● **SHORT TASK**
Rewrite every one of the records below, substituting "Target" for each occurrence of "Query" and keeping everything else identical. Omit the pictures from your output.

# EXTRACTED RECORDS start

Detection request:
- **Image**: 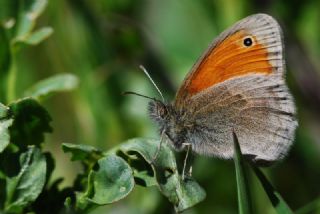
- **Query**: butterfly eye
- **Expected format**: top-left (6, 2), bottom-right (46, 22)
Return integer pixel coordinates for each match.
top-left (243, 37), bottom-right (253, 47)
top-left (158, 106), bottom-right (168, 118)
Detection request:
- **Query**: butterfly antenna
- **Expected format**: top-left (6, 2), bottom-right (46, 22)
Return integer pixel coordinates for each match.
top-left (122, 91), bottom-right (156, 100)
top-left (139, 65), bottom-right (164, 102)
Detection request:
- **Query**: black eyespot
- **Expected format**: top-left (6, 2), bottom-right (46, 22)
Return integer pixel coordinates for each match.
top-left (243, 37), bottom-right (253, 47)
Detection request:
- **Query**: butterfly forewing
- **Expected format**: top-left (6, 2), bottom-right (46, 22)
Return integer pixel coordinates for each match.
top-left (174, 14), bottom-right (297, 162)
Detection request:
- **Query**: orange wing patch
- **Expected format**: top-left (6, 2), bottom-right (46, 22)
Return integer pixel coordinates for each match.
top-left (185, 31), bottom-right (272, 95)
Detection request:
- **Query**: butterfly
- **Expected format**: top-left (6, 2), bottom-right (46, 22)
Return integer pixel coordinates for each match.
top-left (149, 14), bottom-right (298, 165)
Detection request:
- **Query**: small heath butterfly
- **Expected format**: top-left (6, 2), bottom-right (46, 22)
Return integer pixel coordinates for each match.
top-left (149, 14), bottom-right (298, 165)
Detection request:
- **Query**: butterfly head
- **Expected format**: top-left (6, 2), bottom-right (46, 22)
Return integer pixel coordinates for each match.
top-left (148, 100), bottom-right (172, 128)
top-left (149, 100), bottom-right (187, 151)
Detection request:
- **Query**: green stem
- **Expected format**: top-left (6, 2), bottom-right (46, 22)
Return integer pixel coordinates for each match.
top-left (233, 133), bottom-right (253, 214)
top-left (6, 55), bottom-right (17, 103)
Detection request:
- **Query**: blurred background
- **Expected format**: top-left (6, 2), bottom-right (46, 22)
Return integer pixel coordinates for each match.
top-left (8, 0), bottom-right (320, 213)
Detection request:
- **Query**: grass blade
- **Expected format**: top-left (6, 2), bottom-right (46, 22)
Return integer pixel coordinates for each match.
top-left (252, 166), bottom-right (293, 214)
top-left (233, 132), bottom-right (253, 214)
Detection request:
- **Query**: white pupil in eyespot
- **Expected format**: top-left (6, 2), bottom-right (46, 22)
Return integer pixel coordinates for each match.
top-left (243, 37), bottom-right (253, 47)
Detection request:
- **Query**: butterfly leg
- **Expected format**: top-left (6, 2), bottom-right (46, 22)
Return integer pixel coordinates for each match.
top-left (151, 130), bottom-right (165, 163)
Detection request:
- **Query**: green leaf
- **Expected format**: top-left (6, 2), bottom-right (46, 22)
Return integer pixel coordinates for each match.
top-left (62, 143), bottom-right (103, 166)
top-left (0, 103), bottom-right (13, 153)
top-left (294, 198), bottom-right (320, 214)
top-left (0, 26), bottom-right (11, 75)
top-left (233, 132), bottom-right (253, 214)
top-left (9, 98), bottom-right (52, 149)
top-left (117, 138), bottom-right (206, 212)
top-left (16, 27), bottom-right (53, 45)
top-left (0, 0), bottom-right (19, 27)
top-left (252, 166), bottom-right (293, 214)
top-left (25, 74), bottom-right (79, 99)
top-left (16, 0), bottom-right (47, 41)
top-left (77, 155), bottom-right (134, 209)
top-left (5, 146), bottom-right (47, 213)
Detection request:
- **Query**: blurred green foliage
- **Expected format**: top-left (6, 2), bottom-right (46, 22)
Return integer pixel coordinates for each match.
top-left (0, 0), bottom-right (320, 213)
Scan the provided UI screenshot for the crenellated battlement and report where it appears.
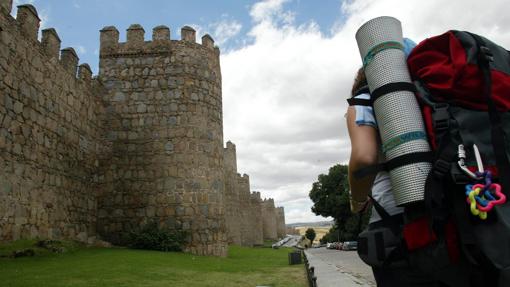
[250,191,262,203]
[99,24,219,58]
[0,0,92,84]
[0,0,12,14]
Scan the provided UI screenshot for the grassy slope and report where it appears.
[0,243,306,287]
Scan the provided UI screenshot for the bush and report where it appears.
[128,222,186,251]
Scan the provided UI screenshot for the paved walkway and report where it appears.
[305,248,376,287]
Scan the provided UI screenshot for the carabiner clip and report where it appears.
[457,144,484,180]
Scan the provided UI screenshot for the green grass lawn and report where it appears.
[0,242,307,287]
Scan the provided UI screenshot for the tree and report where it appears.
[305,228,316,244]
[309,164,352,228]
[309,164,370,241]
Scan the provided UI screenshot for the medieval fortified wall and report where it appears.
[0,0,285,256]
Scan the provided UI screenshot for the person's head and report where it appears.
[351,67,367,97]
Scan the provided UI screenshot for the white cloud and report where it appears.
[75,45,87,55]
[210,19,242,46]
[221,0,510,222]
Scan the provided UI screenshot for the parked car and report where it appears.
[326,242,342,250]
[342,241,358,250]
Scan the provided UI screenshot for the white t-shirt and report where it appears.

# EXTRACTED RECORDS end

● **EXPECTED ANSWER**
Detection request:
- **Image**: 
- **Target**: butterfly eye
- **Expected format**: top-left (6, 2), bottom-right (46, 22)
Return integer pixel coordinates for each match.
top-left (243, 37), bottom-right (253, 47)
top-left (158, 106), bottom-right (168, 118)
Detection request:
- **Target**: butterfly antenna
- **Expected format**: top-left (6, 2), bottom-right (46, 22)
Return integer pixel coordinates for each match.
top-left (122, 91), bottom-right (156, 100)
top-left (139, 65), bottom-right (164, 102)
Detection request:
- **Target**: black eyespot
- **Expected format**: top-left (6, 2), bottom-right (46, 22)
Return integer pixel coordinates for each match.
top-left (243, 37), bottom-right (253, 47)
Detection request:
- **Target**: butterfly forewing
- **Expected format**: top-left (6, 2), bottom-right (46, 22)
Return integer pixel coordinates for each match.
top-left (174, 14), bottom-right (297, 162)
Detection request:
- **Target**: orange wing patch
- **Expected format**: top-left (6, 2), bottom-right (46, 22)
Return integer pixel coordinates for each match.
top-left (185, 31), bottom-right (272, 95)
Detection request:
- **Target**: butterfly
- **Expected format**: top-left (6, 2), bottom-right (46, 22)
Return integer pixel coordinates for each match.
top-left (149, 14), bottom-right (298, 165)
Detection request:
- **Target**: small heath butterfly
- **Expected format**: top-left (6, 2), bottom-right (46, 22)
Return integer pixel coordinates for each match.
top-left (149, 14), bottom-right (298, 165)
Detection request:
- **Target**: butterfly head
- **Expected format**: top-left (6, 2), bottom-right (46, 22)
Return integer pixel coordinates for each match.
top-left (148, 100), bottom-right (172, 128)
top-left (149, 100), bottom-right (187, 151)
Detection request:
- **Target**: green stem
- **Expected format**: top-left (6, 2), bottom-right (46, 22)
Return integer pixel coordinates for each match.
top-left (233, 133), bottom-right (253, 214)
top-left (6, 55), bottom-right (17, 103)
Detection request:
- **Target**: blurred background
- **Expected format**: top-left (6, 2), bottom-right (46, 22)
Return integer pixel coordinates for each match.
top-left (8, 0), bottom-right (320, 213)
Detection request:
- **Target**: grass blade
- **Expected format**: top-left (6, 2), bottom-right (46, 22)
Return integer pixel coordinates for each match.
top-left (252, 166), bottom-right (293, 214)
top-left (233, 132), bottom-right (253, 214)
Detection request:
- **Target**: white pupil in eyespot
- **Expected format**: top-left (6, 2), bottom-right (46, 22)
Return integer pixel coordinates for each match.
top-left (243, 37), bottom-right (253, 47)
Detection request:
- **Target**: butterfly leg
- **Expected format**: top-left (6, 2), bottom-right (46, 22)
Return integer pixel coordinates for each match.
top-left (151, 130), bottom-right (165, 163)
Detection request:
- **Target**: green leaf
- **Expected format**: top-left (6, 2), bottom-right (46, 22)
Return integer pixel coordinates for each match.
top-left (62, 143), bottom-right (103, 166)
top-left (0, 103), bottom-right (13, 153)
top-left (294, 198), bottom-right (320, 214)
top-left (0, 26), bottom-right (11, 75)
top-left (233, 132), bottom-right (253, 214)
top-left (9, 98), bottom-right (52, 149)
top-left (117, 138), bottom-right (206, 212)
top-left (16, 27), bottom-right (53, 45)
top-left (0, 0), bottom-right (19, 27)
top-left (252, 166), bottom-right (293, 214)
top-left (25, 74), bottom-right (79, 99)
top-left (16, 0), bottom-right (47, 41)
top-left (77, 155), bottom-right (134, 209)
top-left (5, 146), bottom-right (47, 213)
Detection request:
- **Target**: blurred green foliage
- **Expected format**: top-left (6, 2), bottom-right (46, 22)
Return integer pixel coordinates for each match.
top-left (0, 0), bottom-right (320, 213)
Scan the provided UI screenshot for the crenellated battlement and report where it appears.
[250,191,262,203]
[99,24,219,58]
[0,0,92,84]
[0,0,12,14]
Scan the provided UI screenshot for the grassy slope and report where it appears.
[0,243,306,287]
Scan the provided UI screenshot for the bush and report where it appears.
[128,222,186,251]
Scan the provided UI screenshot for the paved walkway and report where it appears.
[305,248,376,287]
Scan the provided UI screenshot for the carabiner clip and report where it appears.
[457,144,484,180]
Scan the provided UI screenshot for the green grass lawn and report where it appears.
[0,242,307,287]
Scan the provided UI screenshot for the tree and report where it appears.
[305,228,316,244]
[309,164,352,228]
[309,164,370,241]
Scan the provided UI screenshot for the medieval fortified wall and report where it appears.
[0,0,285,256]
Scan the provided UI screenshot for the person's head and report where it appears.
[351,67,367,97]
Scan the provided UI screenshot for the white cloud and report where it appears.
[75,45,87,55]
[210,19,242,46]
[221,0,510,222]
Scan the provided UI screenshot for the parked car and report where it appears.
[326,242,342,250]
[342,241,358,250]
Scan the provided UI screenshot for the white t-shirt and report where it appears.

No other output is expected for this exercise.